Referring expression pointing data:
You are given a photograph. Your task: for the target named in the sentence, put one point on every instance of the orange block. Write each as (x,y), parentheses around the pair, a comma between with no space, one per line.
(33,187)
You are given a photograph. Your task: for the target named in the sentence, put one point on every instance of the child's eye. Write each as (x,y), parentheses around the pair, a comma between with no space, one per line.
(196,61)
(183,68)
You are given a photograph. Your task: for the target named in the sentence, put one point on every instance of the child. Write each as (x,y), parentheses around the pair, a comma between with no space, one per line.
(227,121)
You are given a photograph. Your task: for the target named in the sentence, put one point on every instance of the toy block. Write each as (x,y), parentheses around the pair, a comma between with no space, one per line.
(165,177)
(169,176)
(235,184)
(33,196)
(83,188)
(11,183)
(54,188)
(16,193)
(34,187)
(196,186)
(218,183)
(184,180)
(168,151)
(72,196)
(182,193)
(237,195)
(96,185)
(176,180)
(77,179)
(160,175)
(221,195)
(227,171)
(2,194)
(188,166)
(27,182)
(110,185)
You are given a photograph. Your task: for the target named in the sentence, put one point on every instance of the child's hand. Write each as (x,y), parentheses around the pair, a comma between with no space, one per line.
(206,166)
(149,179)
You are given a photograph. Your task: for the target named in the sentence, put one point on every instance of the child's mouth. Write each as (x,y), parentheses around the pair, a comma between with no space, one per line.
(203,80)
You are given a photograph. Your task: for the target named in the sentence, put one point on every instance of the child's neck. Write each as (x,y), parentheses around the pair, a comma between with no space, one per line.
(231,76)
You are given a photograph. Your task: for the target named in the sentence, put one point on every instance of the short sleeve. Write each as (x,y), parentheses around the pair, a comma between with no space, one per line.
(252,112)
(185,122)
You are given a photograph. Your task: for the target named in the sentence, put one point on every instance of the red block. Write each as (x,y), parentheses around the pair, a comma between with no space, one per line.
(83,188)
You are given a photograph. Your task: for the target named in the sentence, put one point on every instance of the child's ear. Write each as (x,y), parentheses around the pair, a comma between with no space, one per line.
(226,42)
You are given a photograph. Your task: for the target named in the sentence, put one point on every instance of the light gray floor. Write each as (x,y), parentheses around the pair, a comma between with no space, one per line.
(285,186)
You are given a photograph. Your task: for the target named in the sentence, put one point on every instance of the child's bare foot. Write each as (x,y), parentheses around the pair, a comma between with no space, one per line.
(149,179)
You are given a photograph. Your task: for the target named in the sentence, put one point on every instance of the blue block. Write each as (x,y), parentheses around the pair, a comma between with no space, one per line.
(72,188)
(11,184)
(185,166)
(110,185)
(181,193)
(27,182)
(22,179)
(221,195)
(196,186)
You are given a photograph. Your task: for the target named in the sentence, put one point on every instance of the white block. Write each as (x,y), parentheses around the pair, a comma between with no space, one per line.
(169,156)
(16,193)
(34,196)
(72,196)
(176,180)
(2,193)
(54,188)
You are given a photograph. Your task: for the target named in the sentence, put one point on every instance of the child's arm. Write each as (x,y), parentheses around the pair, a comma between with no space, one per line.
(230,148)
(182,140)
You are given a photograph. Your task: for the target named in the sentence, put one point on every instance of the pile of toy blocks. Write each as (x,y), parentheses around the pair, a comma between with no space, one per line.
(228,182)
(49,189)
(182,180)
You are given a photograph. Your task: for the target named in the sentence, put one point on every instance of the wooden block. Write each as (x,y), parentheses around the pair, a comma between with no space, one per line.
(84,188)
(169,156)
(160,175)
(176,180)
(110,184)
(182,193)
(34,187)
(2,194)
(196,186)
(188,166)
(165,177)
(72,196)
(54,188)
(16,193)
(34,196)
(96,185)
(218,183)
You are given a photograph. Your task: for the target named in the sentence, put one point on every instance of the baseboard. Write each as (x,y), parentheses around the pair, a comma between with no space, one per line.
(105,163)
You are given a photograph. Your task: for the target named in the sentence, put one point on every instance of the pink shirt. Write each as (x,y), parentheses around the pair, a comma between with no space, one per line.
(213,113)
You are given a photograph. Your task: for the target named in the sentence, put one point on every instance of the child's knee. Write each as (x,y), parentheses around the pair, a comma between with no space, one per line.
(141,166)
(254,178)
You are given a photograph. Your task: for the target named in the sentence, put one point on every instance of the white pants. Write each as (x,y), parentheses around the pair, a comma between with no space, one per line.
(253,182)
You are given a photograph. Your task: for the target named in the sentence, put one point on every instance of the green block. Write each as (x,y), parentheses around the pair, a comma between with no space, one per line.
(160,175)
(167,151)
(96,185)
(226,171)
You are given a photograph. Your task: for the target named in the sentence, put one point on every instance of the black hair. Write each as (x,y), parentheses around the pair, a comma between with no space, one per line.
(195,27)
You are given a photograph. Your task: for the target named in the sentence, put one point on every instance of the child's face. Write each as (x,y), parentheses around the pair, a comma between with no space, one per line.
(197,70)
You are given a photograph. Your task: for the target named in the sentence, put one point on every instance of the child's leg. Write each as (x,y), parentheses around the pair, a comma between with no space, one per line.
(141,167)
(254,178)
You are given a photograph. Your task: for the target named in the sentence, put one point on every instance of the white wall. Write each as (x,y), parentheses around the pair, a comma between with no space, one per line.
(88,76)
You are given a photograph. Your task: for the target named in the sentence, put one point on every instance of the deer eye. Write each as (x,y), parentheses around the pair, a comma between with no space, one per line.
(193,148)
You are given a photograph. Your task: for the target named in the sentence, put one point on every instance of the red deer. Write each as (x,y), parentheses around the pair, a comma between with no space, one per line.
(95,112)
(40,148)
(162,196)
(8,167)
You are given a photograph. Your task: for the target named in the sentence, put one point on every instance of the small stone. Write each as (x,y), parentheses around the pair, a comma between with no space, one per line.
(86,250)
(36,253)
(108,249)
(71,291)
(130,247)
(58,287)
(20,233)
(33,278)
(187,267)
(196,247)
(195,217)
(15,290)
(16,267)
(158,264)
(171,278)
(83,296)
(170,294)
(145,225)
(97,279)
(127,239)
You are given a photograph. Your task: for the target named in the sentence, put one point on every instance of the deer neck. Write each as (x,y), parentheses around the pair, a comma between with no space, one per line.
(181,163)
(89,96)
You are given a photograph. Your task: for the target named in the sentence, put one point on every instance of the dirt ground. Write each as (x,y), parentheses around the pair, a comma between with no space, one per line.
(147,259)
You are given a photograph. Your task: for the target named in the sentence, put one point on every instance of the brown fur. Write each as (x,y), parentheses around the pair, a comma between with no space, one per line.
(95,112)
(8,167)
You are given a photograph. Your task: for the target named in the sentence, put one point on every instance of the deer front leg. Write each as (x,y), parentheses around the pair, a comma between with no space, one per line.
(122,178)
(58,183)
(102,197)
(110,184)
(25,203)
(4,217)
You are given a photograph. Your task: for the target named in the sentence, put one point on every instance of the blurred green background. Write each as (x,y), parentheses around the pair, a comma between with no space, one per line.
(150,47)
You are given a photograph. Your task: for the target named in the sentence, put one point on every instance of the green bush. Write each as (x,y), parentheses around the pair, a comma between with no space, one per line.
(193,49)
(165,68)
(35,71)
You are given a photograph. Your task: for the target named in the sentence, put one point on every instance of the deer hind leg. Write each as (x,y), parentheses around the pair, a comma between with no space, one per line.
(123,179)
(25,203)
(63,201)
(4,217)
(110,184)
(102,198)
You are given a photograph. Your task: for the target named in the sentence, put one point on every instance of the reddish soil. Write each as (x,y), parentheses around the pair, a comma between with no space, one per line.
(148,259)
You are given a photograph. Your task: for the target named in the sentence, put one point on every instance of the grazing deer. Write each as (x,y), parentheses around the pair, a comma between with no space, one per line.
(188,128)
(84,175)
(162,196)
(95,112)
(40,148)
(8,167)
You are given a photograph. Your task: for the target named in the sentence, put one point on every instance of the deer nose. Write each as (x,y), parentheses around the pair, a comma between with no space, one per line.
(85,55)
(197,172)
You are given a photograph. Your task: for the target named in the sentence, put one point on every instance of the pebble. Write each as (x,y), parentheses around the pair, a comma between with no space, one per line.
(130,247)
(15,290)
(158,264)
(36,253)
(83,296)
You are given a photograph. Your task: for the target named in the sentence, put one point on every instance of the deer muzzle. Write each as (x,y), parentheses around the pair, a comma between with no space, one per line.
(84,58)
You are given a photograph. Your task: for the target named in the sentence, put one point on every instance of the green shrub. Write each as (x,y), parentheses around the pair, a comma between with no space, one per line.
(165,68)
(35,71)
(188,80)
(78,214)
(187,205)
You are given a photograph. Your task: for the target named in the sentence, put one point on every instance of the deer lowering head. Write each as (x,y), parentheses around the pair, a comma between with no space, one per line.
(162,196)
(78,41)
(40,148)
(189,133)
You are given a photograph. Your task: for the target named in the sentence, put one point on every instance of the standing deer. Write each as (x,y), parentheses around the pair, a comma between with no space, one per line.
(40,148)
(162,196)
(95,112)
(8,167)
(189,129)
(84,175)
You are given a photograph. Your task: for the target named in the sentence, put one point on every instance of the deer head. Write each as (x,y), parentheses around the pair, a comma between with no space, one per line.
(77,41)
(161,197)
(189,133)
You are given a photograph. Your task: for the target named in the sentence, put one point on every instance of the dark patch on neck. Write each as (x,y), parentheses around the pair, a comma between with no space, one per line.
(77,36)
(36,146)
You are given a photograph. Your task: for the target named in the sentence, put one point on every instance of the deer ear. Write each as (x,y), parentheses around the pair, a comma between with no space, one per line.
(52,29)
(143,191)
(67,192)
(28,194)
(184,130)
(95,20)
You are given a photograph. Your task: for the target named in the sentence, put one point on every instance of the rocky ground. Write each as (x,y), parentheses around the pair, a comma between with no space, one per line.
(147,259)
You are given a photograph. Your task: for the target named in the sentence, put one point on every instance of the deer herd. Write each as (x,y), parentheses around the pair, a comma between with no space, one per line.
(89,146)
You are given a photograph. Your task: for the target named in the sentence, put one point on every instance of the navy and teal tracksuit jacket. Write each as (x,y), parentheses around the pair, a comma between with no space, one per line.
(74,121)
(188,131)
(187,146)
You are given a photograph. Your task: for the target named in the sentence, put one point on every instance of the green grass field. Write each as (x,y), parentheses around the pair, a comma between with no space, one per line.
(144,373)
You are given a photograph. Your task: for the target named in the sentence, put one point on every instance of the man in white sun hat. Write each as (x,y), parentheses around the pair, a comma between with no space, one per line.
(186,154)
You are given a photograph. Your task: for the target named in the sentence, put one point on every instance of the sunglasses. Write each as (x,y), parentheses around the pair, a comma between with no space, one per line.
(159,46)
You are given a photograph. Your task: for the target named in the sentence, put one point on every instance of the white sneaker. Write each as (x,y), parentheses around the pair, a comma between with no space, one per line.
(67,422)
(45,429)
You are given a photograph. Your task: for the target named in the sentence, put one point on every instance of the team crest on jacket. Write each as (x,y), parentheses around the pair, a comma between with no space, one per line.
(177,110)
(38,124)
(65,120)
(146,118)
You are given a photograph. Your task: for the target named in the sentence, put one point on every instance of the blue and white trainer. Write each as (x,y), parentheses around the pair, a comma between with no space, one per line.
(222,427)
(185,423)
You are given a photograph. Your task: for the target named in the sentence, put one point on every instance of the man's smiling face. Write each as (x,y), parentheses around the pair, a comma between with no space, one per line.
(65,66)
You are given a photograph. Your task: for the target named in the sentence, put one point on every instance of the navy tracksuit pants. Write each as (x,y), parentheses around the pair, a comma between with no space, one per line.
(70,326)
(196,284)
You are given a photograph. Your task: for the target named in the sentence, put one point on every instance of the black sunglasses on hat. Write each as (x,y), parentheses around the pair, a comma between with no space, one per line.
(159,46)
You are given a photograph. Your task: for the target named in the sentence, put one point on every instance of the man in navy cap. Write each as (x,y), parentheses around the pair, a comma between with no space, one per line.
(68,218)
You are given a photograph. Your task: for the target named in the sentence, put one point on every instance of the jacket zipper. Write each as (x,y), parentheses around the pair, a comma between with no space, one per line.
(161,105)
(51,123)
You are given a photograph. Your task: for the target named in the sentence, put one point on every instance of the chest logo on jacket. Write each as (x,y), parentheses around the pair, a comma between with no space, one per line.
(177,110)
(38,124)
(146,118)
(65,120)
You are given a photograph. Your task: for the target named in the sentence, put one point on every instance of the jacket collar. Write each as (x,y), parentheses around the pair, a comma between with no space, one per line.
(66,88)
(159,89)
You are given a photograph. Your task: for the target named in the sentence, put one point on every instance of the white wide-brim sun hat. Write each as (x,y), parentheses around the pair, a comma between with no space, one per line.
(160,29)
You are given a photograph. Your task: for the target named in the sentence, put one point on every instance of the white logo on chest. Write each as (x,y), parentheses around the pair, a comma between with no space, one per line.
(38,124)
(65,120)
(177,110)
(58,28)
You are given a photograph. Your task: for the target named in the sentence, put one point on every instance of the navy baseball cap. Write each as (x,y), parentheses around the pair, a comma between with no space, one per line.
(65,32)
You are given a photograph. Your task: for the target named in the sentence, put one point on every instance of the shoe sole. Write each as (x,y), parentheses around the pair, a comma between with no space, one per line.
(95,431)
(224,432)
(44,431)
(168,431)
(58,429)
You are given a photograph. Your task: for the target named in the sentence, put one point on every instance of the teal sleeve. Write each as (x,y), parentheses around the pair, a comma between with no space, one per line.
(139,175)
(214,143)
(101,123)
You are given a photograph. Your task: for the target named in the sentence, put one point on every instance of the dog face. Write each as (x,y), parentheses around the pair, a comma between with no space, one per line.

* Task to complete
Write out each line exactly, starting with the line that contains "the white wide-brim" and stopping after the last line of the data.

* Result of the exercise
You are given a photograph. Your task: for the target named in the sentence, put one point on every instance of the white wide-brim sun hat. Write each as (x,y), parentheses around the pair, a comma between with no space, one per line.
(160,29)
You are given a photograph. Your task: for the target named in the sentence, put one point on every instance of the white logo on chest. Write each as (x,y), parentheses around the pair, a comma between with no space, one per line.
(38,124)
(65,120)
(177,110)
(58,28)
You are given a photograph. Your task: for the target named in the sentence, put one point on every instance of the navy baseball cap. Write each as (x,y), parentheses around the pair, a comma between with no space, one per line.
(65,32)
You are given a photograph. Your task: for the target named in the sentence, put one point on every instance of the shoe sole. Write each as (x,y), parentheses around the pair, a comma between with no space, one per line.
(95,431)
(224,432)
(44,431)
(168,431)
(58,429)
You are given a photograph. Your task: for the target named in the sentence, put one point on every instance of the teal sleeve. Write each as (x,y), parentheses around the pair, a comma between with no space, one per line.
(139,175)
(214,143)
(101,123)
You are given a photograph. Your task: for the target named in the sentence, put one point on every instance of the dog face. Write each as (x,y), parentheses around the pair, a comma between with no space, one per line.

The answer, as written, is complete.